REQUEST: Can the data below be echoed back word for word?

__________________________________________________

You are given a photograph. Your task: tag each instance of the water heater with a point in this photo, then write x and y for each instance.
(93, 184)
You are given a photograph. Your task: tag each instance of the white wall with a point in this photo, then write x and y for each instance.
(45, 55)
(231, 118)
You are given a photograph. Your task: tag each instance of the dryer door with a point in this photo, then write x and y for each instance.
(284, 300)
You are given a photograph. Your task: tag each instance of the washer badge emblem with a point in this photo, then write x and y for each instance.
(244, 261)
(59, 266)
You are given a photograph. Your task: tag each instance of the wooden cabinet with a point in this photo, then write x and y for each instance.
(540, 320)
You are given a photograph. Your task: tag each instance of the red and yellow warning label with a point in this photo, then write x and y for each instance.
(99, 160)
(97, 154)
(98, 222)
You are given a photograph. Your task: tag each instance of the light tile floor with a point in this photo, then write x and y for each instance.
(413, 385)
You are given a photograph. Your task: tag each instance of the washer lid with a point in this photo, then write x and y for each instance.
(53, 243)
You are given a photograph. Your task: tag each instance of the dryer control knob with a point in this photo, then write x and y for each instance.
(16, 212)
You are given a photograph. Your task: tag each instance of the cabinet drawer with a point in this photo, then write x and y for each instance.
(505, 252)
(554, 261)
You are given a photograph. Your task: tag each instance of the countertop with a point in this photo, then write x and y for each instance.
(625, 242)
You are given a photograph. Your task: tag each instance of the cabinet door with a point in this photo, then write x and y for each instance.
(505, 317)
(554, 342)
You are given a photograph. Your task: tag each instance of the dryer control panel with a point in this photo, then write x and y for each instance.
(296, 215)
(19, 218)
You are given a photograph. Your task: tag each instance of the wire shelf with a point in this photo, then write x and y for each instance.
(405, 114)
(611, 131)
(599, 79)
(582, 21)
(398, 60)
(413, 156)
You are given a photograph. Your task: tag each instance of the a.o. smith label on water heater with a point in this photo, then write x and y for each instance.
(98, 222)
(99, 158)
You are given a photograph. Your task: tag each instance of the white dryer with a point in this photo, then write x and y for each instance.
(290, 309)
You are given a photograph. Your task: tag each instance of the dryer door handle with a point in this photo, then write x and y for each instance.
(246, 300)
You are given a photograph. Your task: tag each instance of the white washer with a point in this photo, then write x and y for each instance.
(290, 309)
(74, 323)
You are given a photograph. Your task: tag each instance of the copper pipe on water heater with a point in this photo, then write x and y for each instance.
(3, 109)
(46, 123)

__________________________________________________

EXERCISE ANSWER:
You are given a photograph. Your task: tag each instance of the water heater with a point in this photo, then write x and y for each instance.
(93, 184)
You are given a photograph. Your task: tag each instance of the white wall with a point in this photo, then write x and y for each instance.
(45, 55)
(231, 118)
You are given a photograph. Your task: tag each instance of the dryer door with a point in this photo, then write x and y for each instance.
(284, 300)
You are given a photograph. Your task: tag each instance of the washer badge emblem with a point in this photo, then write x and y for each instance.
(244, 261)
(59, 266)
You are given a photograph. Your task: tag each instance of the wooden cabinet with a point in this photo, then write x and y for each instance.
(540, 320)
You are given a photograph. Your task: tag each instance of the red and yellow warning label with a point in this photo, then write x and y for each instance.
(99, 160)
(97, 154)
(98, 222)
You are given a photograph. Your task: tag each instance of the light tile floor with a point in this photo, then write x and y for each instance.
(413, 385)
You are given a photograph. Your task: tag each instance of the washer lid with a point in this photo, then write x and y for each instance.
(53, 243)
You are given a photograph. Your task: tag each instance of the dryer control knob with a point in this photo, then write x and y for each instance.
(16, 212)
You are given a photograph. Your task: tag each instance of the cabinet drawer with a point in this photo, then write x and y for each instance.
(505, 252)
(554, 261)
You are given a photograph. Your task: tag each instance of the countertop with a point in this photo, then write x and y for each instance.
(625, 242)
You are given a photograph. Your task: tag each instance of the cabinet door with a point in this photo, then write x and y for each instance.
(505, 317)
(554, 342)
You are given a photograph. Your task: tag each instance of the dryer control panel with a point in this photo, then write x and y for each instance.
(296, 215)
(19, 218)
You are given a photograph. Your task: tag each instance of the wire shelf with a point in this photo, then write x and y for each instance.
(405, 114)
(611, 131)
(599, 79)
(582, 21)
(398, 60)
(413, 156)
You are given a photograph. Your task: tag each instance of the a.o. smith label on water heater with a point in this photo, then write x and y for each instance.
(98, 222)
(99, 158)
You are given a photograph. Your task: tag each instance of the white dryer with a point in this photo, then write x and y for each instance.
(290, 309)
You are given a photograph. Your task: tag each instance of the dryer door handle with a point in this photo, then write x and y for each instance.
(246, 300)
You are given a photograph. Your task: tag each instance of the white washer with a point in this photo, then write x and y for each instance.
(290, 309)
(74, 323)
You are given a photograph. Your task: tag each instance of the copper pipe on water heater with a point in this photo, then write x and y for each instance.
(3, 109)
(46, 123)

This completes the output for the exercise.